__Task item__
Set down each record below exactly as it stands. Pictures are not part of the copy.
[Given records Boundary: Start]
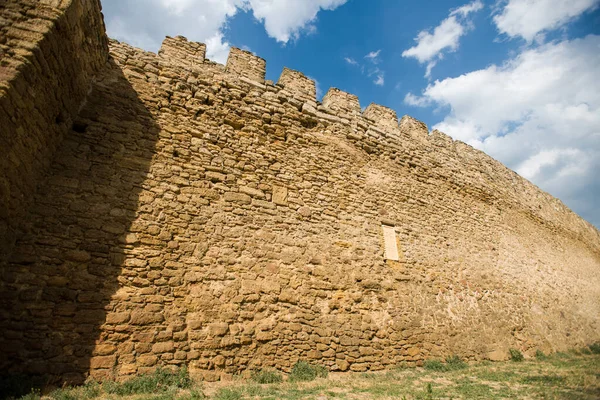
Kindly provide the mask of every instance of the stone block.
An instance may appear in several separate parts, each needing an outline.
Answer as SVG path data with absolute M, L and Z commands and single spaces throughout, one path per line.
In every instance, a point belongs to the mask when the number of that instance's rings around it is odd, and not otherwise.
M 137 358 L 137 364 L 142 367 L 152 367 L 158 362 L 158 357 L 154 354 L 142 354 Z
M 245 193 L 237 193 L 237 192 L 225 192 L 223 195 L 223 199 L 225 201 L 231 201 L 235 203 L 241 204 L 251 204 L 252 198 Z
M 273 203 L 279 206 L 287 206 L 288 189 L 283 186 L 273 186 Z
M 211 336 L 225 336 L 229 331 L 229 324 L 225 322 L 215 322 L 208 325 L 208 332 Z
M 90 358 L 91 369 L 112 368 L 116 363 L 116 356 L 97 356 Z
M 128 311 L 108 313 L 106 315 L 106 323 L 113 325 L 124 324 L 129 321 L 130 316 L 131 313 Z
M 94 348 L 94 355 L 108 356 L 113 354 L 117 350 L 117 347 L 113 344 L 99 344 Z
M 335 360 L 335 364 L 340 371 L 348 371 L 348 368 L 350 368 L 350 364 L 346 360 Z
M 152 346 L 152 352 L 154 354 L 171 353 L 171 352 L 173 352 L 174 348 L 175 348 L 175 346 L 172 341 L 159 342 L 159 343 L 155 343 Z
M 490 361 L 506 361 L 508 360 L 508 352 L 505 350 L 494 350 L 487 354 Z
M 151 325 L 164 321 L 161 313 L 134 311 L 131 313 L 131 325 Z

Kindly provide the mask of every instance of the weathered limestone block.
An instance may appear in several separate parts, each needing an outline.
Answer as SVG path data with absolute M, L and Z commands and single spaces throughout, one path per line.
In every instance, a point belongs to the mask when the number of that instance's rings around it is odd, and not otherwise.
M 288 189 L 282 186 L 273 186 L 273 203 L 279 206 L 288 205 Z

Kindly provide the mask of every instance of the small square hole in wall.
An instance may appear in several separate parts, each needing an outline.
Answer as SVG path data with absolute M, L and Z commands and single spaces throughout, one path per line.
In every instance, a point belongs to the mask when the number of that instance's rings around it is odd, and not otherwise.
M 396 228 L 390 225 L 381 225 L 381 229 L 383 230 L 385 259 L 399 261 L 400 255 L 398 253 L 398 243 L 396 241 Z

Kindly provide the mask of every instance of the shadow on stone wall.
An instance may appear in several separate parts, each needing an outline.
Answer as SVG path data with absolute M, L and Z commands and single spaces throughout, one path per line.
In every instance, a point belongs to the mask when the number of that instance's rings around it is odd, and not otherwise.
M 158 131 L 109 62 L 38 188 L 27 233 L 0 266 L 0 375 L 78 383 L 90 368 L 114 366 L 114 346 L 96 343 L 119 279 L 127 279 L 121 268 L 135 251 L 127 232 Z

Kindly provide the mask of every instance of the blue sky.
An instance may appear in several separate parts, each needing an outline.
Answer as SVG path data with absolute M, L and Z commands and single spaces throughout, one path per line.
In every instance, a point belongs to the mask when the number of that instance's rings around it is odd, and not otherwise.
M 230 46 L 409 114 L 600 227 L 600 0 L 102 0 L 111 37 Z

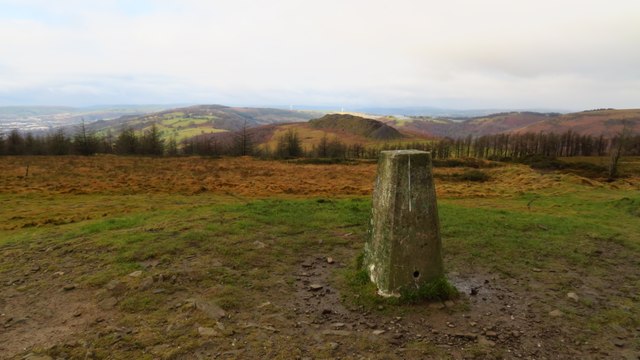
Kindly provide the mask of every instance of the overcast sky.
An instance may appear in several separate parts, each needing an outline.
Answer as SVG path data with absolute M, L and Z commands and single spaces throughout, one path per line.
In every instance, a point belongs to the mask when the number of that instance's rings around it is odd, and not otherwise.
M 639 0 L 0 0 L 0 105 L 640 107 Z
[Given records Boundary: End]
__Written response__
Kindly provide the mask of every instance of the stone block.
An instance may appear in several separate parts, each needing an outline.
Answer as SVG path data with absolute M, L and Z commands and single spaces throughout, one path per line.
In every instance, a point belongs to the mask when the number of that instance's rings around it is odd, and not otherwise.
M 137 358 L 137 364 L 142 367 L 152 367 L 158 362 L 158 357 L 154 354 L 142 354 Z
M 245 193 L 237 193 L 237 192 L 225 192 L 223 195 L 223 199 L 225 201 L 231 201 L 235 203 L 241 204 L 251 204 L 252 198 Z
M 273 203 L 279 206 L 287 206 L 288 189 L 283 186 L 273 186 Z
M 211 336 L 225 336 L 229 331 L 229 324 L 225 322 L 215 322 L 208 325 L 208 332 Z
M 90 358 L 91 369 L 112 368 L 116 363 L 116 356 L 97 356 Z
M 128 311 L 108 313 L 106 315 L 106 323 L 113 325 L 124 324 L 129 321 L 130 316 L 131 313 Z
M 94 348 L 94 355 L 108 356 L 113 354 L 117 350 L 117 347 L 113 344 L 99 344 Z
M 335 360 L 335 364 L 340 371 L 348 371 L 348 368 L 350 368 L 350 364 L 346 360 Z
M 152 346 L 152 352 L 154 354 L 171 353 L 171 352 L 173 352 L 174 348 L 175 348 L 175 346 L 172 341 L 159 342 L 159 343 L 155 343 Z
M 490 361 L 506 361 L 508 360 L 508 352 L 505 350 L 494 350 L 487 354 Z
M 151 325 L 164 321 L 161 313 L 134 311 L 131 313 L 131 325 Z

Kindly provide the mask of every instance of the weathered limestone block.
An instance may appear in several separate parts, each needing an outline.
Answer as SVG path data with absolute M, L and Z commands and single spaces throughout, one path per line.
In every instance, a point belongs to the mask when the number of that instance's rings around it is odd, and not otherwise.
M 288 189 L 282 186 L 273 186 L 273 203 L 279 206 L 288 205 Z

Kindly provide the mask of every instance of the small square hole in wall.
An instance may appear in several separate parts, each needing an outline.
Answer as SVG path data with absolute M, L and Z commands and single spaces throughout, one path per line.
In every instance, a point belongs to the mask when the number of that instance's rings around it is odd, and not otherwise.
M 396 228 L 390 225 L 381 225 L 381 229 L 383 230 L 385 259 L 399 261 L 400 255 L 398 253 L 398 243 L 396 241 Z

Kindly provide the mask of every instance of the shadow on stone wall.
An instance may appear in several separate parts, each needing an outline.
Answer as SVG path data with absolute M, L and Z commands and single spaces throughout, one path per line.
In every instance, a point belongs to the mask when the number of that instance's rings around it is odd, and not otherwise.
M 158 131 L 109 62 L 38 188 L 27 233 L 0 266 L 0 375 L 78 383 L 90 368 L 114 366 L 114 346 L 96 343 L 119 279 L 127 279 L 121 268 L 135 251 L 127 232 Z

Kindly provide the mask of every instance of the blue sky.
An instance may appear in several separate parts, each needing an outline.
Answer as SVG path data with absolute M, L and Z commands and single spaces throughout, one path per line.
In every instance, a point belongs to the mask when the number of that instance's rings around it is odd, and not otherwise.
M 230 46 L 409 114 L 600 227 L 600 0 L 102 0 L 111 37 Z

Kindly provide the mask of every instance of the overcast sky.
An instance may appear in several separate parts, each needing an outline.
Answer as SVG path data with absolute M, L and Z commands and single spaces throughout, one path per line.
In every instance, a point belongs to the mask when the number of that instance's rings around it is odd, and not otherwise.
M 639 0 L 0 0 L 0 105 L 640 107 Z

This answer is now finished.